__Zielsetzung__:
Geben Sie aus dem folgenden Textauszug über die Komödie „Die Kirche“ den Abschnitt von „Die überschaubaren (und“ bis „nicht für bühnenfähig.“ wortgetreu wieder.

__Textauszug__:
______________________________
Die überschaubaren (und 1997 vom Merlin-Verlag in deutscher Sprache edierten) Versuche, das Blatt zu wenden, versandeten mehr und mehr in Skizzen, zuletzt für das Ballett. Das geringe Zutrauen des Autors in die eigene dramatische Begabung, das daraus zu sprechen scheint, wird jedenfalls von der Kritik breit geteilt. Zumindest für das Debüt, die 1927 entstandene (und 1933 unmittelbar nach seinem ersten Romanerfolg veröffentlichte) Komödie "Die Kirche", ist aber Geringschätzung voreilig und eher der Ausweis einer Praxis des unausgewiesenen Zitats denn einer genauen Textkenntnis. Mehr als diese gnadenlose Attacke auf all das, was unserem Jahrhundert heilig ist, hielt aber auch der Autor selber nicht für bühnenfähig.
______________________________
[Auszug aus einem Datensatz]
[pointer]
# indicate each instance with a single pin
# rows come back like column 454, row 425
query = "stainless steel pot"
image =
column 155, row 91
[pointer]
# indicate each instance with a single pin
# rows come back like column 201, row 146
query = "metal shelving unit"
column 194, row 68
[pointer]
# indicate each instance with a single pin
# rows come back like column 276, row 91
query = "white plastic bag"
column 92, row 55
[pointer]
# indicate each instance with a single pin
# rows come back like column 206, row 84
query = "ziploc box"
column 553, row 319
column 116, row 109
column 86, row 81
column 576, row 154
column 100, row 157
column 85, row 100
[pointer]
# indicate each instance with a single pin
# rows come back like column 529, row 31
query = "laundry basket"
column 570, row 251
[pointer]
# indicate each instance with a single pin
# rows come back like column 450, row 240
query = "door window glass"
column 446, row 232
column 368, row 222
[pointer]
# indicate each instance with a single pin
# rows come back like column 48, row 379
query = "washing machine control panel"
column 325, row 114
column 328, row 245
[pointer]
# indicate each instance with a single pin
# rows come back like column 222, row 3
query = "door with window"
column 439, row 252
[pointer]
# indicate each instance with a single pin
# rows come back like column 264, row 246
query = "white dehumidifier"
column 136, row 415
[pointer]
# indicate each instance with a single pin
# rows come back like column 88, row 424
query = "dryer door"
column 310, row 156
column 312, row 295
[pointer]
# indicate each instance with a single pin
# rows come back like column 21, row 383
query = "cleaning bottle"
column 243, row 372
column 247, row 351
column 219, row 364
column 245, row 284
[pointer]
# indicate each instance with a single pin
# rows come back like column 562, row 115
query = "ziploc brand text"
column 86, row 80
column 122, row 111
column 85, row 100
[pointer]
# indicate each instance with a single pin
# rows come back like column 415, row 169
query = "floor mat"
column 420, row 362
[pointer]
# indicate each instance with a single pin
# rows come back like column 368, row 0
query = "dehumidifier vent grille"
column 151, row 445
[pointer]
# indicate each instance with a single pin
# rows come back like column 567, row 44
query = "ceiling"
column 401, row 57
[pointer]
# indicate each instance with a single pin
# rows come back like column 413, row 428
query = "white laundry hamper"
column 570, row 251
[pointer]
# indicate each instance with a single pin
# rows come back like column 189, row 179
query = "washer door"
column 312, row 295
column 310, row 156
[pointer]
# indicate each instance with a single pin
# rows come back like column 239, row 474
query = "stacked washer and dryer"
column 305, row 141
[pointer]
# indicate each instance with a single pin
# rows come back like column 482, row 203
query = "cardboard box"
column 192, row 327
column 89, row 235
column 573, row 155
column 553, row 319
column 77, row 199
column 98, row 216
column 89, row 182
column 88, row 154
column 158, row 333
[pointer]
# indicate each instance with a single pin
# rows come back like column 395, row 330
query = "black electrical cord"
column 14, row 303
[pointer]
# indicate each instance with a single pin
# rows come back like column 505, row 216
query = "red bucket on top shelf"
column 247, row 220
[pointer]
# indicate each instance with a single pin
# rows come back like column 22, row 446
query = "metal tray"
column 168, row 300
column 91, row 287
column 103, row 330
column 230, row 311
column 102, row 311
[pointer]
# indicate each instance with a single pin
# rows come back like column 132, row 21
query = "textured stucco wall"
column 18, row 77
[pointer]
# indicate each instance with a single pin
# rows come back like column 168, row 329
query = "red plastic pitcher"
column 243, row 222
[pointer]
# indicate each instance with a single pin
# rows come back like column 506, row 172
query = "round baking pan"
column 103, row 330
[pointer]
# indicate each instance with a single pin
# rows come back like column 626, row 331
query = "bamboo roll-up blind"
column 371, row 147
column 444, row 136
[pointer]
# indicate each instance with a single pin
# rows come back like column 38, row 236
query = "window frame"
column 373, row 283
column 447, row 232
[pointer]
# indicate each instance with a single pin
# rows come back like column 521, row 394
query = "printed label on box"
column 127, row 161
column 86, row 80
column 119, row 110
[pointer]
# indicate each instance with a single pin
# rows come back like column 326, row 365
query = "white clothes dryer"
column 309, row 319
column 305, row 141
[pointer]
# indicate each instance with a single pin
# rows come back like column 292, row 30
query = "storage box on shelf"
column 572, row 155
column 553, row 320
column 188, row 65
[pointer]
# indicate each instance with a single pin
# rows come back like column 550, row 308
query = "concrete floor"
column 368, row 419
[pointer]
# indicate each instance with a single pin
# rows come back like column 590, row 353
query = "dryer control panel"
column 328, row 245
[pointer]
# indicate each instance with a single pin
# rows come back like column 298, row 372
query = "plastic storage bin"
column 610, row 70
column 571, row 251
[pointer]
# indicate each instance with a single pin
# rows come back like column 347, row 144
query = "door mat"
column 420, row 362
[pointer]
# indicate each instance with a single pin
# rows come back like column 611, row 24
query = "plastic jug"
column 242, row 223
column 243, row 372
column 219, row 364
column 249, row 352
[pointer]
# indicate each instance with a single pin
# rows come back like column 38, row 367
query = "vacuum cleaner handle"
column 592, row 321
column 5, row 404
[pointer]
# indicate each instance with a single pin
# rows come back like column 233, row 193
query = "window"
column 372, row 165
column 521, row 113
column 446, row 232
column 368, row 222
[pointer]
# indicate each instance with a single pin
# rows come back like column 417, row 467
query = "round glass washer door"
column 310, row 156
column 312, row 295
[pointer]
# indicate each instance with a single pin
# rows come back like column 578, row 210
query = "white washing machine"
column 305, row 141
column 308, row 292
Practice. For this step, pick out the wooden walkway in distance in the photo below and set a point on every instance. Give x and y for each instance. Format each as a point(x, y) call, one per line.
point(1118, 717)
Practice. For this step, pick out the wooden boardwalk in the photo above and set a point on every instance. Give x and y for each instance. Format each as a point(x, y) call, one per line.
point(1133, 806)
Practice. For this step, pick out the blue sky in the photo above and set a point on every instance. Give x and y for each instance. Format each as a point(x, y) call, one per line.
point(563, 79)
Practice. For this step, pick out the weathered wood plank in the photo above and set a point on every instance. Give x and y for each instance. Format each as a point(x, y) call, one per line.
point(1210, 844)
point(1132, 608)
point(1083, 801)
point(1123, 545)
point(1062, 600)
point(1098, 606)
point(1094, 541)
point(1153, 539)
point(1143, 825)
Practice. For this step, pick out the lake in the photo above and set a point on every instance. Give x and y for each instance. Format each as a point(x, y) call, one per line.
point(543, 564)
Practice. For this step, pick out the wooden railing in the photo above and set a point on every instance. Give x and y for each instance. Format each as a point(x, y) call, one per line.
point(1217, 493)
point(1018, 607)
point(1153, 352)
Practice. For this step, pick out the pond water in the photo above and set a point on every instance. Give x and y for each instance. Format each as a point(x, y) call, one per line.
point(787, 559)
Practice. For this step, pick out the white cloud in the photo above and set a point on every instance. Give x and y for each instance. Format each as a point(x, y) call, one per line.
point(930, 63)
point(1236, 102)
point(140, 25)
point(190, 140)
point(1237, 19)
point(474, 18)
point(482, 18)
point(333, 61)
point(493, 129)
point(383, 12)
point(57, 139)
______________________________
__Erledigte Aufgabe__:
Die überschaubaren (und 1997 vom Merlin-Verlag in deutscher Sprache edierten) Versuche, das Blatt zu wenden, versandeten mehr und mehr in Skizzen, zuletzt für das Ballett. Das geringe Zutrauen des Autors in die eigene dramatische Begabung, das daraus zu sprechen scheint, wird jedenfalls von der Kritik breit geteilt. Zumindest für das Debüt, die 1927 entstandene (und 1933 unmittelbar nach seinem ersten Romanerfolg veröffentlichte) Komödie "Die Kirche", ist aber Geringschätzung voreilig und eher der Ausweis einer Praxis des unausgewiesenen Zitats denn einer genauen Textkenntnis. Mehr als diese gnadenlose Attacke auf all das, was unserem Jahrhundert heilig ist, hielt aber auch der Autor selber nicht für bühnenfähig.